▶ _What you have to do_: Reproduce everything from the line containing "Would you mind spotting the low" down to the line containing "<point>83,231</point>", shifting each point coordinate by adding -143 to it and keeping all other text unchanged.

## START Material supplied

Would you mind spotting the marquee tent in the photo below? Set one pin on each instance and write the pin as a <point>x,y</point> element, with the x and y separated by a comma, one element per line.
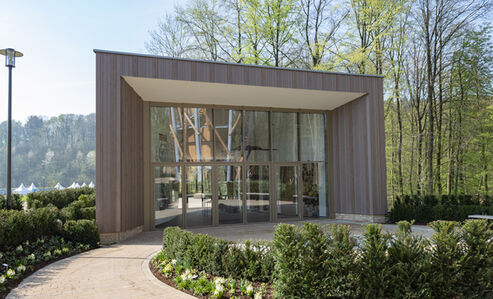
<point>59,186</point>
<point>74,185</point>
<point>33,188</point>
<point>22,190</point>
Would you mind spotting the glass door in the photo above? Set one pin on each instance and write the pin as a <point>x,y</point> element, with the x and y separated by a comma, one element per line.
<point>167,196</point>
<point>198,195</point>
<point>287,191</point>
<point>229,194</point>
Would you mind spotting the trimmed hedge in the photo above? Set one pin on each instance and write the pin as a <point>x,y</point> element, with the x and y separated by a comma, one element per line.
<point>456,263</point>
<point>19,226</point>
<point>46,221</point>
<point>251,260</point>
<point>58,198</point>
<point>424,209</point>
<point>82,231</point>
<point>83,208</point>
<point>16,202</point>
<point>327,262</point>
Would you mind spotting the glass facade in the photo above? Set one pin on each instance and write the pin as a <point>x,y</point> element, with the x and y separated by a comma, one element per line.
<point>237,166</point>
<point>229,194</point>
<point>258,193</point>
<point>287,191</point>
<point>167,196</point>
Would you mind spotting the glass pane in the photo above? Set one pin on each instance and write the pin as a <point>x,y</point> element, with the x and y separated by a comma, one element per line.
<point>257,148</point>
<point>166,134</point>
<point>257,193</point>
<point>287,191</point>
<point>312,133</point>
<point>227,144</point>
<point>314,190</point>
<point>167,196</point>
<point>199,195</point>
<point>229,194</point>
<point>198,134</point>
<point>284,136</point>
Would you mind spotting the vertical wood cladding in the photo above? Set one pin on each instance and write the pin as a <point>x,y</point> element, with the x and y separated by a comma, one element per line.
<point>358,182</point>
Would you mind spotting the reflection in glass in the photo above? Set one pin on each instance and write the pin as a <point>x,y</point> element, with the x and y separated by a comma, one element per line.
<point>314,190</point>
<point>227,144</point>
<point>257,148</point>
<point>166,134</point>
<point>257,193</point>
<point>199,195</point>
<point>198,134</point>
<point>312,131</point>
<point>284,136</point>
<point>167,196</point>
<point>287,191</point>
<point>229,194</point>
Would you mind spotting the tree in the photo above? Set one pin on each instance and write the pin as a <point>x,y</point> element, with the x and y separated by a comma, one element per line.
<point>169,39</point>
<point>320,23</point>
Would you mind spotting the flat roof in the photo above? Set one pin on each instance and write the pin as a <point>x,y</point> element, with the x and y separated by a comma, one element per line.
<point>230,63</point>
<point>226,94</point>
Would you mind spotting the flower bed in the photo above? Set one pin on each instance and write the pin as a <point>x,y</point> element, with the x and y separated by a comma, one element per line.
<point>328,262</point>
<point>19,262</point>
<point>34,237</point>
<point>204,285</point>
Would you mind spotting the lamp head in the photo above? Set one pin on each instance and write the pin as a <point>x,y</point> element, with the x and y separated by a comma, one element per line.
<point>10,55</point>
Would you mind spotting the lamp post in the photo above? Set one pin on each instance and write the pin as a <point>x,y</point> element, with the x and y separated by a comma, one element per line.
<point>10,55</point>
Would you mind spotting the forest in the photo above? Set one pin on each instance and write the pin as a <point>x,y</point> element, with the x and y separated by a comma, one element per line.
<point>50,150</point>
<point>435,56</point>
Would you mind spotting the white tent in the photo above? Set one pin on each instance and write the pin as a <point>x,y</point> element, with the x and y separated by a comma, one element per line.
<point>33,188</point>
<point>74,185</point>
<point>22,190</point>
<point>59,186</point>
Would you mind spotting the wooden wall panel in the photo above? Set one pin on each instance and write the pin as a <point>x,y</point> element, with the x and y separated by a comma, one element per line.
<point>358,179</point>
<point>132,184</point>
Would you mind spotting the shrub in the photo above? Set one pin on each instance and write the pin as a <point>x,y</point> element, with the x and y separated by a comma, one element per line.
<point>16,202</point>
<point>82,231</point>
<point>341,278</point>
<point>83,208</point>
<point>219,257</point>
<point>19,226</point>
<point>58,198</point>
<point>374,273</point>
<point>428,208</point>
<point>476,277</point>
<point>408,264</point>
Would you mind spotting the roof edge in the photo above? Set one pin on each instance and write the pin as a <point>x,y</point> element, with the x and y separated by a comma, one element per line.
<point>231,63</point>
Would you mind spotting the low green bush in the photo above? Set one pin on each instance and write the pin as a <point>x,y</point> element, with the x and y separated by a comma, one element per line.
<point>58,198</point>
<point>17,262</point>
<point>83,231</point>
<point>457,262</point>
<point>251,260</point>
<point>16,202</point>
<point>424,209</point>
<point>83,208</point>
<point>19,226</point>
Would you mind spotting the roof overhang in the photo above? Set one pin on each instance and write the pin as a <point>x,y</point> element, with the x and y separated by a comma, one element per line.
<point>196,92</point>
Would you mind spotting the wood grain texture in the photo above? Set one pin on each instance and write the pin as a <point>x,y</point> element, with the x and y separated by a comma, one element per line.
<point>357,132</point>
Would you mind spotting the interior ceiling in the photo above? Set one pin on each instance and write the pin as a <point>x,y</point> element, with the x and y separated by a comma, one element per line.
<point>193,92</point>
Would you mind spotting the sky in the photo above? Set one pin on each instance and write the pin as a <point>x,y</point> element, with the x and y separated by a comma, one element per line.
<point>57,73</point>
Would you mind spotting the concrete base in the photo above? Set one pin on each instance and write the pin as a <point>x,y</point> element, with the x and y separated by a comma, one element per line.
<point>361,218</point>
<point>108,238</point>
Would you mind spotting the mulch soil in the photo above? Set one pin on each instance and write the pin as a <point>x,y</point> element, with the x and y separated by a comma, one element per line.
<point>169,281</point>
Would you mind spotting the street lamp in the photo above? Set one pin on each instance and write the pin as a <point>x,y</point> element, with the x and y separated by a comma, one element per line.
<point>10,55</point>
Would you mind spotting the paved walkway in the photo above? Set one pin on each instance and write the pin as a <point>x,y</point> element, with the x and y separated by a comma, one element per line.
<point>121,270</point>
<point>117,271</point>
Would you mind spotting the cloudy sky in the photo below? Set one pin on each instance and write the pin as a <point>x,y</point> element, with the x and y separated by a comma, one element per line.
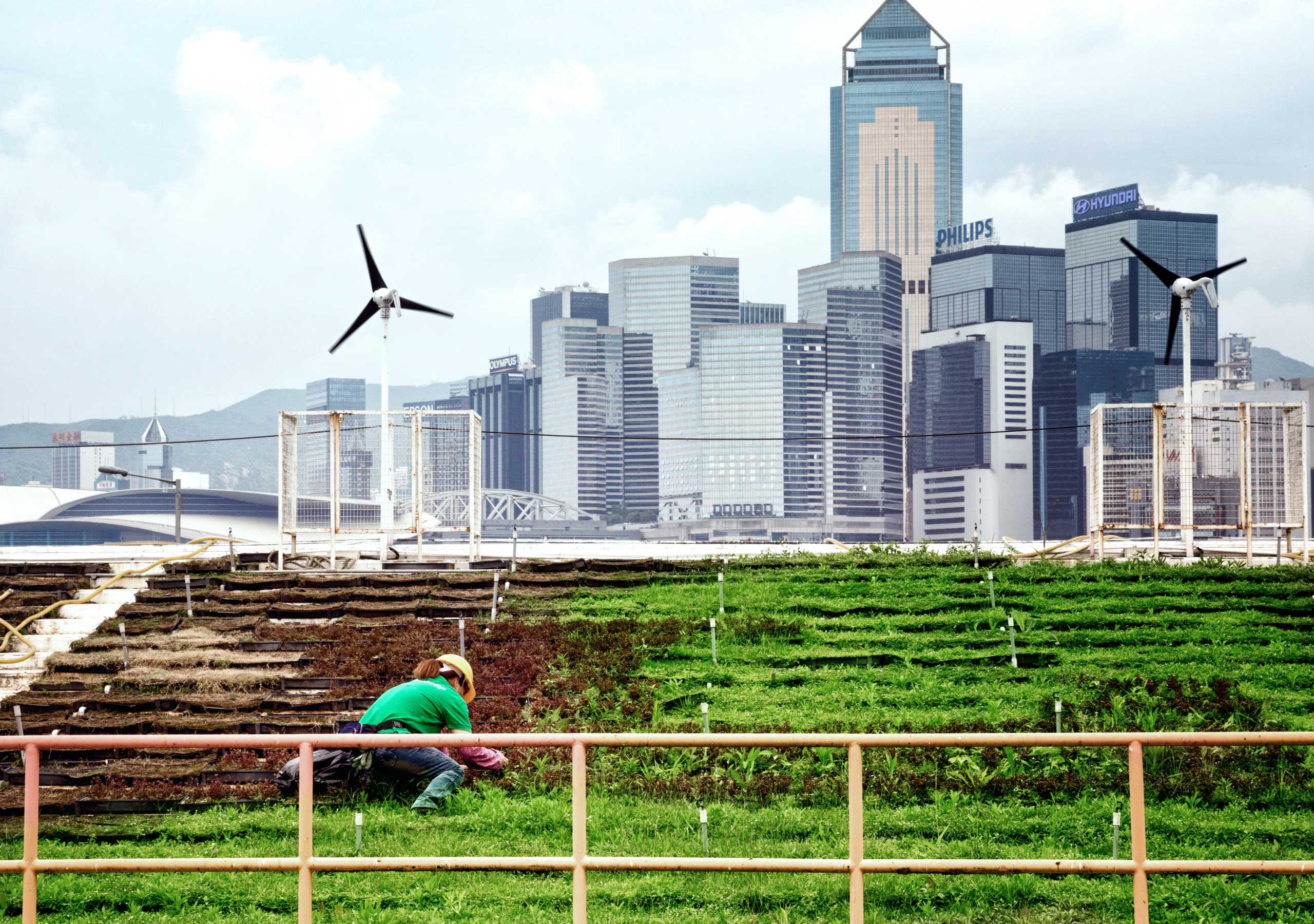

## END Material supplied
## START Material supplied

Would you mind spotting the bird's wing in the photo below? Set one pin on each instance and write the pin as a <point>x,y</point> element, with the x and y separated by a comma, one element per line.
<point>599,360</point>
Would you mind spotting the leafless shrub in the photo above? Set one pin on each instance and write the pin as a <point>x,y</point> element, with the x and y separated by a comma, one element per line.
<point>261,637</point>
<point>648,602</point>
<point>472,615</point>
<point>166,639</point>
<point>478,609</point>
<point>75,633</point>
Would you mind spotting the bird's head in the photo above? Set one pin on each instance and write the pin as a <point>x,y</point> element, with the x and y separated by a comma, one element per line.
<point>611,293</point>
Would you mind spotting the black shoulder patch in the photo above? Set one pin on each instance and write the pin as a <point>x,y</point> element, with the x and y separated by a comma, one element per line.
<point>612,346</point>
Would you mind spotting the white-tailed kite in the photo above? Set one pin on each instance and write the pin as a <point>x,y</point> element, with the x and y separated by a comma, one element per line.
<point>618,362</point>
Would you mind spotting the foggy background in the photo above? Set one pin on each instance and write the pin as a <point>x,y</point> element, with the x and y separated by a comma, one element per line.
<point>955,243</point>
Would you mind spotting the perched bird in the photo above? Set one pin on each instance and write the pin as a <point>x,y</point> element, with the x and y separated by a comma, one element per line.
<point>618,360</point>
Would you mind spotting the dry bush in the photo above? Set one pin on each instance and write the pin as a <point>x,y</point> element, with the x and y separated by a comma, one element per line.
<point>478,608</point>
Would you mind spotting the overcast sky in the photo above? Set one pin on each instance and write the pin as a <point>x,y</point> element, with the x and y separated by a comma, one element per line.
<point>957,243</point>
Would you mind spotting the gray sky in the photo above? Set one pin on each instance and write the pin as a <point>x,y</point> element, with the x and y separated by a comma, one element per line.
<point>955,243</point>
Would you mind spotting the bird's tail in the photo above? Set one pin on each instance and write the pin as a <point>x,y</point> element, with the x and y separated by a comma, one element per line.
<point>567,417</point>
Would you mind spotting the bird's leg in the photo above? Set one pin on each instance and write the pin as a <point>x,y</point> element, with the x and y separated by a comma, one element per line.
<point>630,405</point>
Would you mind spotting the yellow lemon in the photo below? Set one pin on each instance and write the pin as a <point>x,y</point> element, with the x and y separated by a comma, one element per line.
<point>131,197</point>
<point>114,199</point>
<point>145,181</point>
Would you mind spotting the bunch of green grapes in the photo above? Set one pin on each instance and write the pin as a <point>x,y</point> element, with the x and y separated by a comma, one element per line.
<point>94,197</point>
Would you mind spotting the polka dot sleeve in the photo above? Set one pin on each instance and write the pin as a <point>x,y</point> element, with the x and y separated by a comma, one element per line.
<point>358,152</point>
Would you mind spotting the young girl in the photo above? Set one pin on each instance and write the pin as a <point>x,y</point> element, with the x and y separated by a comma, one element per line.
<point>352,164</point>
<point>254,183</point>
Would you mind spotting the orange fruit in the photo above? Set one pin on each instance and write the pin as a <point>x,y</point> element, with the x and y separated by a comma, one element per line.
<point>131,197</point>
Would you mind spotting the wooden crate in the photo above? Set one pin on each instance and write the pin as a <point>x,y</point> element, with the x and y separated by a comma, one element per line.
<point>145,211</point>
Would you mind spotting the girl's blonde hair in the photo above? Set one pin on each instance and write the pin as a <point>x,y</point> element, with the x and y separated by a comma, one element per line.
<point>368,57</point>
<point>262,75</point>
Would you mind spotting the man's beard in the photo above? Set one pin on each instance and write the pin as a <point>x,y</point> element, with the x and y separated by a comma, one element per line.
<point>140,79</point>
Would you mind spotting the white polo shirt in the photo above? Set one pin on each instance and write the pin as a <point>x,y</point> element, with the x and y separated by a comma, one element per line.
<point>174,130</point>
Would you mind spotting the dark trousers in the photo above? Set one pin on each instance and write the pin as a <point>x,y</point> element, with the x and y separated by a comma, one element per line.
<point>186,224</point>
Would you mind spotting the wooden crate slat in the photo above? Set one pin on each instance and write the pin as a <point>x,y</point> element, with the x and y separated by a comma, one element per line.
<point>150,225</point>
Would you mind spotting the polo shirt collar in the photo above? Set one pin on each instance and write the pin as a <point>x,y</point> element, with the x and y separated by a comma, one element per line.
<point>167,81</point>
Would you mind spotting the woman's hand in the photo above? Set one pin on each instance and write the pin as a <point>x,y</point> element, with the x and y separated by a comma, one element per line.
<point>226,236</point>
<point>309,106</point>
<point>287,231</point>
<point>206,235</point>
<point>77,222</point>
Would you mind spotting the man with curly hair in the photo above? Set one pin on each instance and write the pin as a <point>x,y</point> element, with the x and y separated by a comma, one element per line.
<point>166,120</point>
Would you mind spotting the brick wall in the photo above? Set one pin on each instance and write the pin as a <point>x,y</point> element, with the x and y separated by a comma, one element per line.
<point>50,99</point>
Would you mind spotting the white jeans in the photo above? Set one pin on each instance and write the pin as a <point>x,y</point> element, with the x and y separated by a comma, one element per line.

## END Material supplied

▶ _Written solution_:
Would you mind spotting the low green bush in the photo above? Set one pin on each instance and write the pin as a <point>x,y</point> element, with the x and y separated by a comma, one element per line.
<point>-85,55</point>
<point>-126,119</point>
<point>-60,88</point>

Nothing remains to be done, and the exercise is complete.